Di sudut meja yang mulai berdebu, aku menarik laci yang hampir terlupakan. Tube-tube kecil cat akrilik berbaris di dalamnya, beberapa masih tertutup rapat, sementara yang lain sudah mulai mengering di tepinya. Ada rasa rindu yang tiba-tiba menyeruak. Sudah lama aku tidak menyentuh kuas dan kanvas.
Kesempatan itu datang dari sebuah ajakan—kolaborasi dengan tiga komunitas besar di Jakarta untuk sebuah acara seni dan edukasi di bawah naungan Kompasiana, yaitu Ketapels, KOMiK, dan Ladiesiana.
![]() |
Kredit: KOMiK |
Aku, seorang pelukis amatir dari Situbondo, ditawarkan untuk menjadi sponsor sebagai bentuk dukungan untuk acara "Tur Museum sambil Belajar Nulis Naskah Film". Tentu saja, aku tidak bisa menolak. Setelah berpikir, aku memutuskan untuk mendukung dalam bentuk lukisan kanvas. Bagiku, seni bukan hanya tentang menciptakan sesuatu yang indah, tapi juga tentang berbagi makna dan emosi dengan orang lain.

DATA YANG DITAMPILKAN:
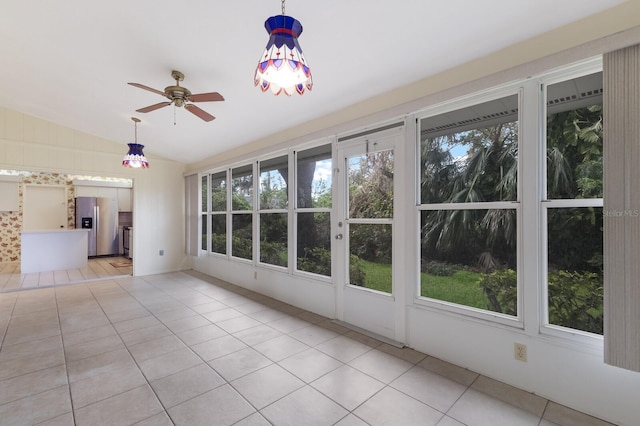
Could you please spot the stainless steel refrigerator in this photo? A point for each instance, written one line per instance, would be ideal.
(100, 216)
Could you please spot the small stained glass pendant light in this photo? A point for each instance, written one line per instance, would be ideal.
(135, 157)
(282, 67)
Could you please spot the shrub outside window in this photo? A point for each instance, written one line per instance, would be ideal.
(274, 217)
(573, 204)
(313, 210)
(468, 206)
(242, 212)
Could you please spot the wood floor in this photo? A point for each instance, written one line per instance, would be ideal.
(12, 279)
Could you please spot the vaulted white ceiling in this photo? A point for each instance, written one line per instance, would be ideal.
(69, 61)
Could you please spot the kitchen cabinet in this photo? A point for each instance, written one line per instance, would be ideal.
(124, 199)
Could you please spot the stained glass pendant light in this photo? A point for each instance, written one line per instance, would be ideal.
(135, 157)
(282, 67)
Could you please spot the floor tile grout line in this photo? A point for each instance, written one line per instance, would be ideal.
(64, 356)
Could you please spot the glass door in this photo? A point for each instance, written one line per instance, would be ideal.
(364, 233)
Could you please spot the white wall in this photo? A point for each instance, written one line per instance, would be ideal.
(29, 143)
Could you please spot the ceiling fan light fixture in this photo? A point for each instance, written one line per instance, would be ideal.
(135, 158)
(282, 67)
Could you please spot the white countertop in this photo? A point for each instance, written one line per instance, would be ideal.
(48, 231)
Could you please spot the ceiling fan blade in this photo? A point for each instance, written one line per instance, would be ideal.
(142, 86)
(206, 97)
(154, 107)
(199, 112)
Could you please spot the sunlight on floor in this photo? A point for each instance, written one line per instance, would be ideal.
(98, 268)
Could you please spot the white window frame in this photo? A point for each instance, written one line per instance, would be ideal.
(582, 338)
(293, 204)
(454, 308)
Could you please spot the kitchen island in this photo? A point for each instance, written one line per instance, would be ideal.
(54, 250)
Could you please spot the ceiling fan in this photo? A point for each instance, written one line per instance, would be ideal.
(181, 96)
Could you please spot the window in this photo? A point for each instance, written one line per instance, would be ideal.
(573, 204)
(274, 217)
(219, 212)
(242, 212)
(468, 206)
(313, 210)
(204, 210)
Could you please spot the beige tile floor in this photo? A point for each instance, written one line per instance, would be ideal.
(186, 349)
(12, 279)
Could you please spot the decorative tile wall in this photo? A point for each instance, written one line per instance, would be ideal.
(11, 222)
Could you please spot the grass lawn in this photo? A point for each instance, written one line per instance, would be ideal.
(462, 287)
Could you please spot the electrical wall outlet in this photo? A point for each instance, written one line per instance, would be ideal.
(520, 352)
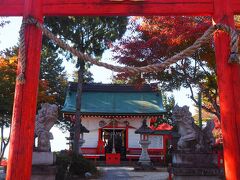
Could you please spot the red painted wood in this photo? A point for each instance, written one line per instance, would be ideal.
(111, 7)
(229, 85)
(24, 110)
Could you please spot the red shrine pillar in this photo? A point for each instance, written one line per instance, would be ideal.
(25, 101)
(228, 76)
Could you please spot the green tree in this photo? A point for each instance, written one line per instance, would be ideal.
(53, 76)
(90, 35)
(159, 38)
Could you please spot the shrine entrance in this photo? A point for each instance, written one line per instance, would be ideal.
(222, 11)
(114, 139)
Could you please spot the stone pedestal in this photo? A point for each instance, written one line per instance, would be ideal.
(81, 142)
(43, 158)
(43, 166)
(144, 159)
(196, 166)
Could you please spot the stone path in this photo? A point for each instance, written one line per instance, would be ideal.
(128, 173)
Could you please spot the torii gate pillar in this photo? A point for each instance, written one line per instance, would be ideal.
(228, 76)
(25, 101)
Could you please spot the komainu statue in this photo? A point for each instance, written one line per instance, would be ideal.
(45, 119)
(192, 137)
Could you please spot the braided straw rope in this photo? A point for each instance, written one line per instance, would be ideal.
(234, 58)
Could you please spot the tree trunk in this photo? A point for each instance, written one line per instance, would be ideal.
(78, 108)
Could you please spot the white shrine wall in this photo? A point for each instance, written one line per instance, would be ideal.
(92, 124)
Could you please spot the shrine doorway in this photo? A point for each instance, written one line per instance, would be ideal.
(114, 139)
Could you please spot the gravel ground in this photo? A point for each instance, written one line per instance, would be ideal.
(125, 173)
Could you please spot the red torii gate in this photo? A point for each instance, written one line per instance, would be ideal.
(222, 11)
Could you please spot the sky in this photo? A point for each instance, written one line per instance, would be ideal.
(9, 36)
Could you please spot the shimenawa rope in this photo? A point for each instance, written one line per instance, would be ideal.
(234, 57)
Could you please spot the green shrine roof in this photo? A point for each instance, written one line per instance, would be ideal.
(111, 99)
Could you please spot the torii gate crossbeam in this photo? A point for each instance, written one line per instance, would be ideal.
(222, 11)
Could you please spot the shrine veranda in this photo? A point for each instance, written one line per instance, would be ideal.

KETENTUAN 1: Terjemahkan kalimat dari teks di atas berikut ini ke dalam bahasa Inggris: "Bagiku, seni bukan hanya tentang menciptakan sesuatu yang indah, tapi juga tentang berbagi makna dan emosi dengan orang lain."
KETENTUAN 2: Tuliskan kembali bagian teks di atas tanpa perubahan apa pun, dimulai dari "Kesempatan itu datang" dan berakhir pada "KOMiK, dan Ladiesiana.".

JAWABAN 1: For me, art is not only about creating something beautiful, but also about sharing meaning and emotion with others.

JAWABAN 2:
Kesempatan itu datang dari sebuah ajakan—kolaborasi dengan tiga komunitas besar di Jakarta untuk sebuah acara seni dan edukasi di bawah naungan Kompasiana, yaitu Ketapels, KOMiK, dan Ladiesiana.